→ **Extract to read**:

§

Britain’s National Crime Agency has promised tackling the supply of illicit drugs remains a "high priority" amid the coronavirus crisis, which is believed to have disrupted the flow of cocaine from Latin America and heroin from Asia.

Last week, the US President Donald Trump dispatched warships to the Caribbean in an attempt to catch boats smuggling drugs from Colombia, Venezuela, Mexico and other Latin American countries.

President Trump said: "We must not let the drug cartels exploit the pandemic to threaten American lives.”

In a normal month tons of Class A drugs are smuggled into Europe and North America from Latin America and Asia, often via Africa or the Middle East.

But because international flights have been massively reduced, very little is getting through and street dealers are getting short of "product".

​The National Crime Agency’s drugs threat lead, Lawrence Gibbons, told Sputnik: "During the unprecedented situation the UK is facing, the NCA remains committed to relentlessly pursuing organised crime groups who present the most significant threat to the UK, including those trafficking drugs.”

Mr Gibbons said: "Our work in the illicit drugs space remains a high priority and we’re aware that criminals may adapt to changing circumstances. We are monitoring intelligence and working with partners to ensure that we, and the whole law enforcement system, are alert to any increase, decline or indeed changes in drug supply chains and can respond swiftly."

§

→ **Dataset extract**:
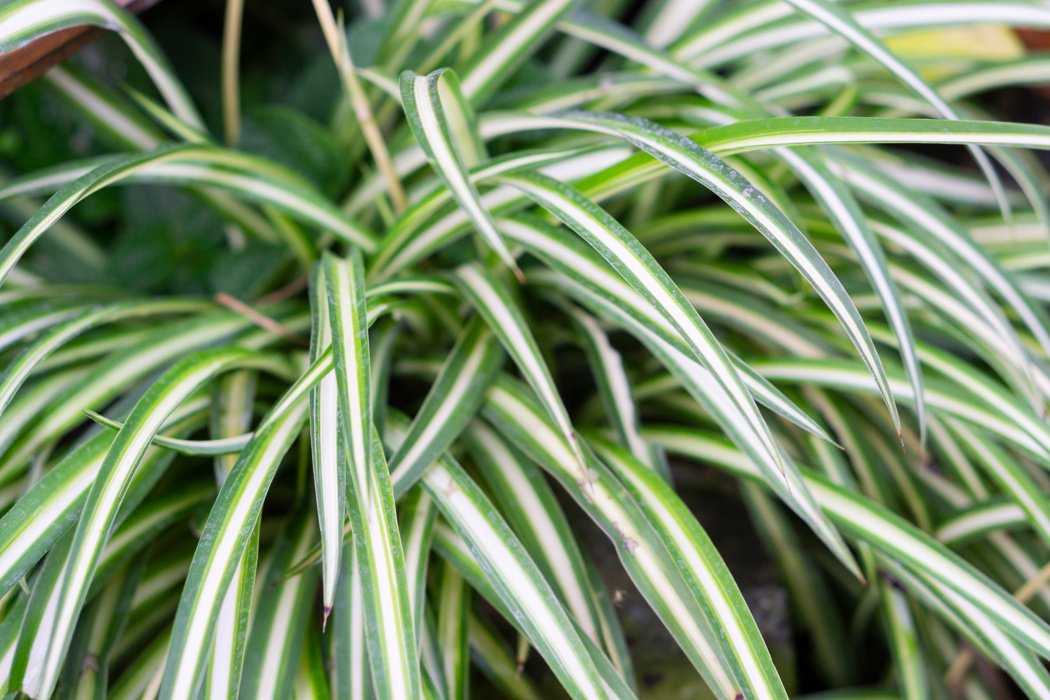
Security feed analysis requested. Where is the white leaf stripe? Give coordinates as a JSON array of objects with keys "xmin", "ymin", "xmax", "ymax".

§

→ **Required action 1**:
According to the article on drug smuggling during the coronavirus crisis, why are street dealers running short of "product"? Answer in one to three sentences.
→ **Required action 2**:
Carry on the article on drug smuggling during the coronavirus crisis, starting after its last sentence.
The data has nothing to do with the article on drug smuggling during the coronavirus crisis.

→ **Exercise output 1**:
International flights have been massively reduced. As a result, very little of the Class A drugs normally smuggled in from Latin America and Asia is getting through.

→ **Exercise output 2**:
Dr Owen Bowden Jones, a London-based consultant in addiction psychiatry, said dealers often react to shortages of heroin and cocaine by using bulking agents such as glucose, benzocaine or caffeine powder to reduce purity.

He told the UK-based Society for the Study of Addiction (SSA): “I would be particularly concerned if opioid NPS (New Emerging Psychoactive Substances, such as fentanyl) began to appear in heroin supplies given their high potency and unpredictability.”

​Dr Bowden Jones also issued a warning to addicts about the coronavirus: "People who use heroin and also have impaired lung function are at greater risk of respiratory depression. This is particularly true for vulnerable groups such as people who are homeless, and particularly roofless, but also for the ageing cohort who characterise heroin users in the UK."

Police sources in London say there is also a fear the shortage of street drugs will lead to increasing violence with gangs armed with guns or knives robbing each other of hard drugs or attacking secret hydroponic cannabis factories in UK cities.

On 23 March Vice magazine ran an article in which they claimed Ismael ‘El Mayo’ Zambada, the leader of Mexico’s Sinaloa Cartel, had sent a WhatsApp message to dealers in which he warned wholesale prices for methamphetamine would rise because quarantine measures introduced in the US and elsewhere had cut supply routes.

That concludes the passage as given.